[EXERCISE AIM]
Can you continue the passage on gesture elicitation in augmented reality, starting right after its last sentence?

[SOURCE]
____
In the following section, information about gestures in augmented reality and accessibility environments is shown. In Sect. 3, the theoretical basis for the construction of the work is demonstrated. Section 4 introduces related works. This work methodology is presented in Sect. 5. Section 6 refers to data collection. Data analysis is discussed in Sect. 7. We present the gestures elicited in section eight. The ninth and last section is reserved for discussions and future work.

2 Gestures and AR

The study helped identify two new parametric categories for classifying gestures. Exclusive to AR: while [23] featured gestures in terms of Shape, Nature, Connection, and Flow. In some studies, the authors observed that the size of the AR object affected the number of hands used to manipulate the objects (e.g., for palm-sized or smaller objects, just one hand; for larger objects, two hands) [12].

One result of an elicitation study is the production of a mapped set of inputs called a consensus set ([1], and [2]). Most More useful than a single set of mapped inputs is observational data that comes from elicitation studies. This includes insights into the formation of inputs, the times surrounding input generation, and trends in user preferences for inputs and input modalities. An example of these extended benefits is the finding that the size of a proposed gesture is impacted by the size of the displayed object [16]. This work extends previous studies of gesture elicitation in AR [13] by testing additional modalities of isolated speech and multimodal interactions of gesture and speech and allowing gesture proposals for each referent. Furthermore, the set of interactions presented here shows the main proposals allowing a better interpretation of trends in the formation of the gesture [21].
____
[LISTED ENTRIES]
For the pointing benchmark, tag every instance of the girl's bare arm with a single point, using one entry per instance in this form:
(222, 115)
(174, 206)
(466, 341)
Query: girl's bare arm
____
[RIGHT ANSWER]
3 Theoretical Foundation

3.1 History of Gestures

Among the fundamental characteristics of human language, learning through interaction is transmitted over generations and varies according to the types of existing human societies. For some authors found in the literature such as [14], the origin of gestures are discussed with four proposed hypotheses, namely: phylogenetic ritualization, which is a process in which communication is displayed as a sign of dominance, which may emerge due to the lack of movements body as they are borrowed from other contexts which are where a communication signal is created by two individuals shaping the behavior of both in repeated instances of interaction over time, ontogenetic ritualization which refers to situations where observers acquire parts from the gestural representation of copying the gestures that are directed to them, social learning by imitation and social learning through negotiation that takes into account the shared understanding of gestural meaning originated from a mutual construction in real-time for both members.

However, speech extends beyond what can be considered an expression of content, a social form of action where gesture plays an important role. One of the first psychological approaches to the modern study of gestures can be found in the work of David McNeill “Do you think gestures are nonverbal” [6]. In this work, David McNeill approaches the conceptual content aspects of the utterance, observing through an examination the hand movements considered as components integrated into the utterance produced.

Thus, gestures are an indecomposable part of speech, where McNeill recognized that people, when gesturing, express what he called pragmatic content; that is, gestures are always in conjunction with speech. McNeill further considered that gestural movements conceive a kind of mental image form of the components that people are gesturing about in their speech and conclude in his book “Hand and mind: What gestures reveal about thought”, that gestures reveal about thinking, involving cognitive processes in the production of utterances rather than considering gestures as the final component of an utterance in the process of social interaction [7].

3.2 Gesture Elicitation

GES emerged from the need for the importance of understanding different devices and environments; this premeditates the increase in the user’s ability to interact with more complex environments [11]. Some studies found in the literature demonstrate that gestures can be elicited by experts such as [3, 20], while others demonstrate precedence for gestures created by the experiment users themselves, such as the works of [1, 10, 23].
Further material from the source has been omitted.